> Text extract

== == ==

The Making of a Revolutionary, Otto Wilhelm Kuusinen, 1881-1918

May 22, 2008

Maurice Carrez, 2008. La Fabrique d’un Revolutionnaire, Otto Wilhelm Kuusinen (1881-1918): Réflexions sur l’engagement politique d’un dirigeant social-démocrate finlandais. (The Making of a Revolutionary, Otto Wilhelm Kuusinen, 1881-1918. Reflections on the Political Engagement of a Finish Social-Democrat Leader). Vol. 1: 466 pages – Vol. 2: 396 pages. ISBN: 2-912025-39-7 – Vol. 1 : 2-912025-40-0 – Vol. 2 : 2-912025-41-9. €40.

Otto Wilhelm Kuusinen is especially known as having been a Kommintern secretary and, later on, a member of the Polit-bureau of the Soviet Union Communist Party. Historians have often centred their studies on his activity as leader of the Finish Communist Party in the pre-war years and on his role as a reformer under Krustchov.

== == ==

> Extracted data
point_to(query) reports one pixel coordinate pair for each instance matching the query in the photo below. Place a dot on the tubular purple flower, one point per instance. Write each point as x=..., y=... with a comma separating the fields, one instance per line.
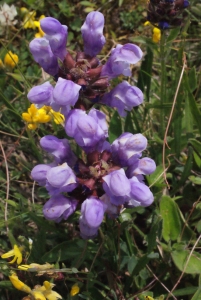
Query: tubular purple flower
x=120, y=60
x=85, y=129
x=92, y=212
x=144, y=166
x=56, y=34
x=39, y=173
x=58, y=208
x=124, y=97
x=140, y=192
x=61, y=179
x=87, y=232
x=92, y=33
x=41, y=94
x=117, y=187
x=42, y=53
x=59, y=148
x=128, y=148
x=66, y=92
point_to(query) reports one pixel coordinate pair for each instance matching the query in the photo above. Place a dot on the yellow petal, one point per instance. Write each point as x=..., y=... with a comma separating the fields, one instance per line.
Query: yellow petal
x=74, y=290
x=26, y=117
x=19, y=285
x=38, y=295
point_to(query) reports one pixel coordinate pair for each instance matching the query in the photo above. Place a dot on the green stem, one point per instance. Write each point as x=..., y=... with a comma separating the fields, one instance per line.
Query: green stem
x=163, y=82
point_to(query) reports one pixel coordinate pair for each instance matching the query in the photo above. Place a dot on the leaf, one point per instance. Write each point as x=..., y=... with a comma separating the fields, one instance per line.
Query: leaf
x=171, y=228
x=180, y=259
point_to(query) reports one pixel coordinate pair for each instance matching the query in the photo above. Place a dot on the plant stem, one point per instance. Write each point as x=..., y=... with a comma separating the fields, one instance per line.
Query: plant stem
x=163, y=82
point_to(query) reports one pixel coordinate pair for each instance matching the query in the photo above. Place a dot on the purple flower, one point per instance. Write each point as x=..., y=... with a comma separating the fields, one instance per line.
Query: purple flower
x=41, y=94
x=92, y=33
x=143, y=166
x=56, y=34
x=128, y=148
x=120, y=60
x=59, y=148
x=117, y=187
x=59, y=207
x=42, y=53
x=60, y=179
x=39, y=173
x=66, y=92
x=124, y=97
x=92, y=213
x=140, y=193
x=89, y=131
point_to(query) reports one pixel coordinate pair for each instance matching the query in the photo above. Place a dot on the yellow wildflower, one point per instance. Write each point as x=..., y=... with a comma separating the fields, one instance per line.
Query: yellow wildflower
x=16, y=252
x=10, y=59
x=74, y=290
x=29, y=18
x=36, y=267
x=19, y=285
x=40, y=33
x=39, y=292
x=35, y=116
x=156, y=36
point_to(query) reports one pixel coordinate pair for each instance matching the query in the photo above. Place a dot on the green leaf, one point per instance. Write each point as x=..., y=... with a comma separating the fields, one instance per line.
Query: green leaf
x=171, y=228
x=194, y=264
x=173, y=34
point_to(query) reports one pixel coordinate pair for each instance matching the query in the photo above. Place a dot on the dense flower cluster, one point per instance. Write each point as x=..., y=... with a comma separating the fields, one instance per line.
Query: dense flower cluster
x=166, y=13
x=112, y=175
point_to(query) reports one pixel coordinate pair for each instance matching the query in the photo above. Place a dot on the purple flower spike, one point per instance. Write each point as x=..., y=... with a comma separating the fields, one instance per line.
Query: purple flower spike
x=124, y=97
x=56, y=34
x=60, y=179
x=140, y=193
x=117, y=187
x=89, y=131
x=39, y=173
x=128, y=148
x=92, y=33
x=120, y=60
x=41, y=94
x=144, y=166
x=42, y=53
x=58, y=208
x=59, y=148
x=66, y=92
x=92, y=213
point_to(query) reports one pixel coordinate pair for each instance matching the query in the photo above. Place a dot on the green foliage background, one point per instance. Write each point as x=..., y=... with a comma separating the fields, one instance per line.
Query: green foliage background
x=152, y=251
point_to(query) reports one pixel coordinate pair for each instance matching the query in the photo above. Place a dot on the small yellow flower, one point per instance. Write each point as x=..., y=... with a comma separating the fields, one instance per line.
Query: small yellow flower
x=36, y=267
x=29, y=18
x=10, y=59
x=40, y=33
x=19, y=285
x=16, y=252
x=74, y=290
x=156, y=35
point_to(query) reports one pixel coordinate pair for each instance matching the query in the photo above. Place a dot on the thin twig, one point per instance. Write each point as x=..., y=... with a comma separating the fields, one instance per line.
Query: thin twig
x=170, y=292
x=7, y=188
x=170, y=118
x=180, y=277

== == ==

> Task statement
Reproduce the passage from the Kuusinen book notice that begins with "The Making of a Revolutionary, Otto Wilhelm Kuusinen, 1881-1918" and ends after "2 : 2-912025-41-9. €40.".

> Output
The Making of a Revolutionary, Otto Wilhelm Kuusinen, 1881-1918

May 22, 2008

Maurice Carrez, 2008. La Fabrique d’un Revolutionnaire, Otto Wilhelm Kuusinen (1881-1918): Réflexions sur l’engagement politique d’un dirigeant social-démocrate finlandais. (The Making of a Revolutionary, Otto Wilhelm Kuusinen, 1881-1918. Reflections on the Political Engagement of a Finish Social-Democrat Leader). Vol. 1: 466 pages – Vol. 2: 396 pages. ISBN: 2-912025-39-7 – Vol. 1 : 2-912025-40-0 – Vol. 2 : 2-912025-41-9. €40.